Particularmente, na secção de vinhos, duas más opções: a primeira respeita ao facto de, e embora de produtores portugueses, as marcas oferecidas são todas marcas desconhecidas e exclusivas da Mercadona. Estes vinhos até podem ser e são, como já comprovei, muito bons mas quem são os portugueses que os conhecem? A segunda má opção desta secção é a não segmentação/identificação, no linear, das regiões vinícolas do país, pois o consumidor português apreciador de vinhos faz a sua escolha, em primeiro lugar pela região e só depois pela marca.

 

Segundo erro: a opção por uma comunicação apenas institucional com total ausência de comunicação do valor e características das suas marcas próprias. Embora a Mercadona ainda não tenha expressão em todo o país, mas tão só na região do Grande Porto, em minha opinião, teria sido fundamental uma campanha de comunicação, dirigida, pelo menos, à região norte, sobre as suas marcas próprias. Que consumidor português sabe que a marca Hacendado é a marca de maior notoriedade em Espanha?

 

Terceiro erro: a oferta de um nível de preços mais elevado que o esperado, apostando numa relação preço/qualidade superior à dos seus concorrentes, confiante que a qualidade dos seus produtos fosse devidamente percepcionada pelo consumidor e assim fizesse esquecer o preço. Esta opção gerou uma percepção junto dos consumidores do Norte do país de que a Mercadona era uma loja mais cara que as outras concorrentes e, não obstante, as recentes reduções de preços introduzidas em cerca de dois mil produtos, a primeira impressão é que ficou na mente dos consumidores e será agora muito mais difícil mudar essa percepção.

### REQUISITOS
Indique se cada afirmação está de acordo com o texto sobre a Mercadona: responda sim ou não e cite, sem alterações, as palavras do texto que o decidem.
1. Os vinhos à venda na Mercadona vêm de produtores portugueses.
2. A Mercadona já está presente em todo o país.
3. As recentes reduções de preços abrangeram cerca de dois mil produtos.
Baseie-se unicamente no texto.

### EXCERTO DOS DADOS

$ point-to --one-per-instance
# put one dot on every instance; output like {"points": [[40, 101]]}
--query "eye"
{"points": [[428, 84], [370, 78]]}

### RESPOSTA COMPLETA
1. Sim: «embora de produtores portugueses, as marcas oferecidas são todas marcas desconhecidas e exclusivas da Mercadona»
2. Não: «Embora a Mercadona ainda não tenha expressão em todo o país, mas tão só na região do Grande Porto»
3. Sim: «as recentes reduções de preços introduzidas em cerca de dois mil produtos»